Stored dataset items
-*-*-
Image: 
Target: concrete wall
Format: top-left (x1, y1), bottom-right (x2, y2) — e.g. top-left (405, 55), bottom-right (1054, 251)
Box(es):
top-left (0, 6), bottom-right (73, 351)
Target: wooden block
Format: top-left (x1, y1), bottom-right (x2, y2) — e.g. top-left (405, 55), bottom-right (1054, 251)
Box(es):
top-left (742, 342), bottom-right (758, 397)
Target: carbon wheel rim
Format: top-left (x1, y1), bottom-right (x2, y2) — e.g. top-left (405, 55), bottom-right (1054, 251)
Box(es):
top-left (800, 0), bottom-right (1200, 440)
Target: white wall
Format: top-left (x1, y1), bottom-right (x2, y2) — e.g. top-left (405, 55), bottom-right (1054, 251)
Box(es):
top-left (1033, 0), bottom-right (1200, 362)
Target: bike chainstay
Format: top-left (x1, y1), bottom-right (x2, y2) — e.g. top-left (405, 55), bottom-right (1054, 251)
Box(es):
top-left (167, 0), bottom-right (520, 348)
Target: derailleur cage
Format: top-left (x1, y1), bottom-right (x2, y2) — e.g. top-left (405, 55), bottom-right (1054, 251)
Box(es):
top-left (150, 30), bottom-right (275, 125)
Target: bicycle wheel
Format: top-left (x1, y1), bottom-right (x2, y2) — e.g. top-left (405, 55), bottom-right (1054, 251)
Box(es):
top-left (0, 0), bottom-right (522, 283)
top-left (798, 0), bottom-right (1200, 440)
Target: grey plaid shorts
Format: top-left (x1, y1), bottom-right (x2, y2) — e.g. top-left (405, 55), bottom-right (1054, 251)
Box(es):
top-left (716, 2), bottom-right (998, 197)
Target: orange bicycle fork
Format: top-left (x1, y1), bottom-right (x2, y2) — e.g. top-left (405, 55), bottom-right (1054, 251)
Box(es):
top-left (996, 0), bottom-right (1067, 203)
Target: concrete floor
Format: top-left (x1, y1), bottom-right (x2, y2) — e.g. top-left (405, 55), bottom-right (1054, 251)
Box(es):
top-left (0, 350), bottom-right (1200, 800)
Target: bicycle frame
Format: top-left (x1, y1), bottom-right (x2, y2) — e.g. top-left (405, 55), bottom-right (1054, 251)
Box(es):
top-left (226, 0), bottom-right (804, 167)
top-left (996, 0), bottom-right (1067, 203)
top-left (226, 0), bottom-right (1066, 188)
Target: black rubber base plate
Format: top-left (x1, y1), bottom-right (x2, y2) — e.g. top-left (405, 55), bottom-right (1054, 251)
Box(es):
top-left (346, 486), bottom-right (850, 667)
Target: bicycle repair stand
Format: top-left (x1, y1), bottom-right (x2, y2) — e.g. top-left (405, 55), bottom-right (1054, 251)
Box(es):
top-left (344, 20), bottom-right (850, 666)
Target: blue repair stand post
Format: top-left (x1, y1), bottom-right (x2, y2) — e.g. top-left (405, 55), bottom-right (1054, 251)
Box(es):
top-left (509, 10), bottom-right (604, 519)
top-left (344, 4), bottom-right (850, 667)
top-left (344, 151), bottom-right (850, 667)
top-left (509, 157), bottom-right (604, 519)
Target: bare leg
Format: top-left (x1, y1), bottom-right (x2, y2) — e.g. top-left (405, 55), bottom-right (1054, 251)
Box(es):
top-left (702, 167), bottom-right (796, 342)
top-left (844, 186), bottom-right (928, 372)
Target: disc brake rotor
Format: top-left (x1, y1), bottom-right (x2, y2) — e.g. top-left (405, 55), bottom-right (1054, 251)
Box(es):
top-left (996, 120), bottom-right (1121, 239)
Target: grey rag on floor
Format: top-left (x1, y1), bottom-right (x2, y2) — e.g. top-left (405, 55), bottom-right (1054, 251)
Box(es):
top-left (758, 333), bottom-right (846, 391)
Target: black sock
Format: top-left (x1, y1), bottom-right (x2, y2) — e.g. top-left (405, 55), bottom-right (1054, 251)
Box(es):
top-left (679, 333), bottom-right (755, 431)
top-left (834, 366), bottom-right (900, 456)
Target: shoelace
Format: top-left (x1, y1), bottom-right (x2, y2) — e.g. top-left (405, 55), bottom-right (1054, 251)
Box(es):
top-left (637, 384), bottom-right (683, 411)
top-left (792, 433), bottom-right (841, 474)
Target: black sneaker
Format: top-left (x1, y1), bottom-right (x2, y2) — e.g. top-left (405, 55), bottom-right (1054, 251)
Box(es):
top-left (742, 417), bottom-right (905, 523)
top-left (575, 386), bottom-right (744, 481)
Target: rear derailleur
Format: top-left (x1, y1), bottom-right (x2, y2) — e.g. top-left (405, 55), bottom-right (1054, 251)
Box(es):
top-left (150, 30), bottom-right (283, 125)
-*-*-
Task to carry out: Copy every one of the records above line for line, without changing anything.

Exercise response:
Image: 
Target: concrete wall
Format: top-left (x1, y1), bottom-right (x2, y2) — e.g. top-left (405, 55), bottom-right (1054, 251)
Box(es):
top-left (0, 6), bottom-right (73, 351)
Target: wooden block
Format: top-left (x1, y1), bottom-right (x2, y2) — e.g. top-left (405, 55), bottom-right (1054, 251)
Box(es):
top-left (742, 342), bottom-right (758, 397)
Target: carbon wheel rim
Format: top-left (x1, y1), bottom-right (x2, y2) — e.g. top-left (405, 55), bottom-right (1054, 251)
Box(es):
top-left (800, 0), bottom-right (1200, 440)
Target: white wall
Format: top-left (x1, y1), bottom-right (x2, y2) — e.g. top-left (405, 55), bottom-right (1054, 251)
Box(es):
top-left (1033, 0), bottom-right (1200, 362)
Target: bike chainstay
Format: top-left (x1, y1), bottom-right (x2, y2) — e.g. top-left (405, 55), bottom-right (1054, 251)
Box(es):
top-left (167, 0), bottom-right (520, 348)
Target: derailleur cage
Format: top-left (x1, y1), bottom-right (x2, y2) — e.g. top-left (405, 55), bottom-right (1054, 251)
Box(es):
top-left (150, 30), bottom-right (275, 125)
Target: bicycle wheel
Format: top-left (x1, y1), bottom-right (x2, y2) — e.g. top-left (405, 55), bottom-right (1054, 251)
Box(es):
top-left (0, 0), bottom-right (522, 283)
top-left (798, 0), bottom-right (1200, 440)
Target: grey plaid shorts
Format: top-left (x1, y1), bottom-right (x2, y2) — e.g. top-left (405, 55), bottom-right (1054, 251)
Box(es):
top-left (716, 2), bottom-right (998, 197)
Target: orange bicycle fork
Format: top-left (x1, y1), bottom-right (x2, y2) — e.g. top-left (405, 55), bottom-right (1054, 251)
Box(es):
top-left (996, 0), bottom-right (1067, 203)
Target: concrete floor
Format: top-left (x1, y1), bottom-right (x2, y2) — e.g. top-left (405, 55), bottom-right (1054, 251)
Box(es):
top-left (0, 350), bottom-right (1200, 800)
Target: bicycle frame
Format: top-left (x1, y1), bottom-right (x2, y2) — e.g. top-left (405, 55), bottom-right (1054, 251)
Box(es):
top-left (226, 0), bottom-right (804, 167)
top-left (996, 0), bottom-right (1067, 203)
top-left (226, 0), bottom-right (1066, 188)
Target: black rubber base plate
Format: top-left (x1, y1), bottom-right (x2, y2) — e.g. top-left (405, 55), bottom-right (1054, 251)
Box(es):
top-left (346, 486), bottom-right (850, 667)
Target: bicycle repair stand
Format: top-left (x1, y1), bottom-right (x2, y2) — e.g. top-left (405, 55), bottom-right (1054, 251)
Box(es):
top-left (344, 20), bottom-right (850, 666)
Target: blue repair stand post
Format: top-left (x1, y1), bottom-right (x2, y2) — e.g. top-left (405, 55), bottom-right (1054, 251)
Box(es):
top-left (509, 10), bottom-right (604, 519)
top-left (344, 4), bottom-right (850, 667)
top-left (344, 151), bottom-right (850, 667)
top-left (509, 157), bottom-right (604, 519)
Target: bare leg
Format: top-left (x1, y1), bottom-right (x2, y2) — e.g. top-left (405, 55), bottom-right (1054, 251)
Box(es):
top-left (702, 167), bottom-right (796, 342)
top-left (844, 186), bottom-right (928, 372)
Target: disc brake rotor
Format: top-left (x1, y1), bottom-right (x2, y2) — e.g. top-left (405, 55), bottom-right (1054, 251)
Box(es):
top-left (996, 120), bottom-right (1121, 239)
Target: grey rag on floor
Format: top-left (x1, y1), bottom-right (x2, y2) — e.g. top-left (405, 55), bottom-right (1054, 251)
Box(es):
top-left (758, 333), bottom-right (846, 391)
Target: black sock
Format: top-left (x1, y1), bottom-right (x2, y2) — e.g. top-left (405, 55), bottom-right (1054, 251)
Box(es):
top-left (679, 333), bottom-right (755, 431)
top-left (834, 366), bottom-right (900, 456)
Target: shoelace
Format: top-left (x1, y1), bottom-right (x2, y2) — e.g. top-left (405, 55), bottom-right (1054, 251)
Box(es):
top-left (637, 384), bottom-right (683, 411)
top-left (792, 433), bottom-right (841, 474)
Target: black sneaker
Format: top-left (x1, y1), bottom-right (x2, y2) — e.g. top-left (405, 55), bottom-right (1054, 251)
Box(es):
top-left (742, 417), bottom-right (905, 523)
top-left (575, 386), bottom-right (744, 481)
Target: rear derailleur
Format: top-left (x1, y1), bottom-right (x2, y2) — e.g. top-left (405, 55), bottom-right (1054, 251)
Box(es):
top-left (150, 30), bottom-right (283, 125)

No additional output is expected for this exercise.